====== GIVEN DATA
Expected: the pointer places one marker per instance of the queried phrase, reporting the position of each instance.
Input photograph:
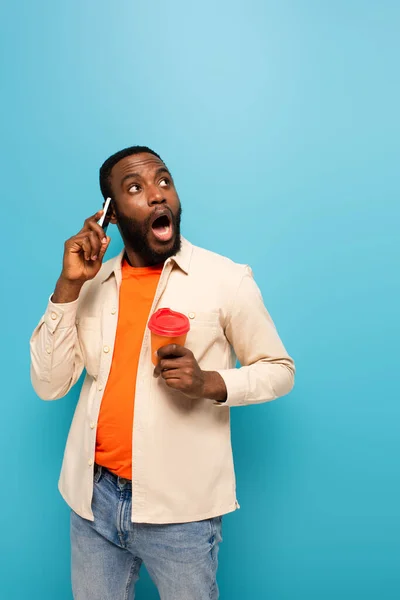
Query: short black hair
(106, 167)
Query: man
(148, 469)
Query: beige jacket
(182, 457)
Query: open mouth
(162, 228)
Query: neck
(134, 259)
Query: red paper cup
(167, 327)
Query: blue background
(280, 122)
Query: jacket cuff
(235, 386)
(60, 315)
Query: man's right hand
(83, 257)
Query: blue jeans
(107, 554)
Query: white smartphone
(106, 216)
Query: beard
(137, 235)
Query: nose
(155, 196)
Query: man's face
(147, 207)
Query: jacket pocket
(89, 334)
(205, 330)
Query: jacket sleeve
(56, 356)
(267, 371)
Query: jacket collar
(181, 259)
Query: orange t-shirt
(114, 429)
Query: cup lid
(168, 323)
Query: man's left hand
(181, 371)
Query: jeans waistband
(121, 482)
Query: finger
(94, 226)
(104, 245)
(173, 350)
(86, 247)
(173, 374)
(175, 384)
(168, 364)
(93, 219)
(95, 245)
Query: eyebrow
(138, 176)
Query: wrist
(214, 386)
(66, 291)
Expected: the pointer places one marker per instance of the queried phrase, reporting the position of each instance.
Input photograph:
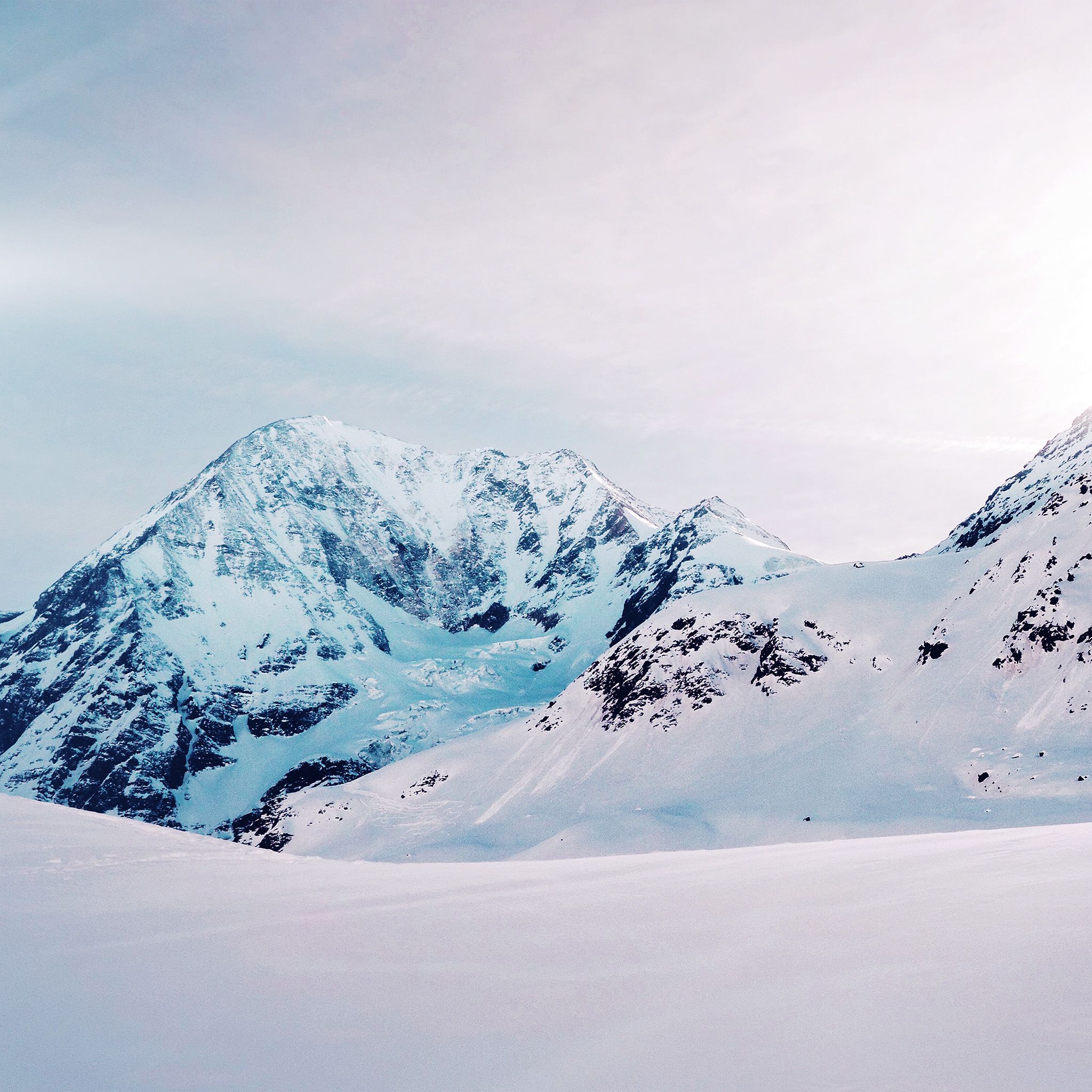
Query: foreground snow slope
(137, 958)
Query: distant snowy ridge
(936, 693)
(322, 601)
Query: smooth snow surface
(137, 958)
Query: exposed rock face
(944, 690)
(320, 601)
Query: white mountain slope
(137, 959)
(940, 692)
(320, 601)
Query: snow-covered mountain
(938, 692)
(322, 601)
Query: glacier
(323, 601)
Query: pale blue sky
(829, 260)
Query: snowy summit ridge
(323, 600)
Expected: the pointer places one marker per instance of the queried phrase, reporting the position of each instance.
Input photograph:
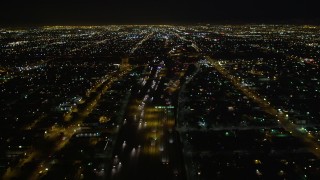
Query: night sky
============
__WHAT YOU HAVE TO DO__:
No pictures belong in the copy. Repeat the entries exactly.

__EXERCISE ANSWER__:
Expected: the pointer places one marker per instance of the queried phrase, reporting the position of each instance.
Input photograph:
Query: short black hair
(106, 167)
Query: man
(148, 469)
Query: beige jacket
(182, 457)
Query: open mouth
(162, 228)
Query: neck
(134, 259)
Query: red paper cup
(167, 327)
Query: blue background
(280, 122)
Query: jacket cuff
(235, 386)
(60, 315)
Query: man's right hand
(83, 257)
Query: blue jeans
(107, 554)
Query: white smartphone
(106, 216)
Query: beard
(137, 235)
Query: nose
(155, 196)
Query: man's face
(147, 207)
Query: jacket pocket
(89, 334)
(205, 330)
Query: jacket sleeve
(56, 356)
(267, 371)
Query: jacket collar
(181, 259)
Query: orange t-shirt
(114, 429)
Query: cup lid
(168, 323)
Query: man's left hand
(181, 371)
Query: jeans waistband
(121, 482)
Query: finger
(94, 226)
(104, 245)
(173, 350)
(86, 247)
(173, 374)
(175, 384)
(168, 364)
(93, 219)
(95, 245)
Query: eyebrow
(138, 176)
Query: wrist
(214, 386)
(66, 291)
Expected: the pointer places one marker per instance of the queried phrase, reporting the position of each instance.
Input photograph:
Query: foreground snow slope
(137, 958)
Query: distant snowy ridge
(936, 693)
(322, 601)
Query: smooth snow surface
(137, 958)
Query: exposed rock face
(944, 690)
(320, 601)
Query: white mountain slope
(137, 959)
(940, 692)
(320, 601)
Query: snow-covered mountain
(938, 692)
(322, 601)
Query: glacier
(323, 601)
Query: pale blue sky
(829, 260)
Query: snowy summit ridge
(323, 600)
Expected: the pointer places one marker per instance of the queried phrase, reporting the position of each instance.
Input photograph:
Query: night sky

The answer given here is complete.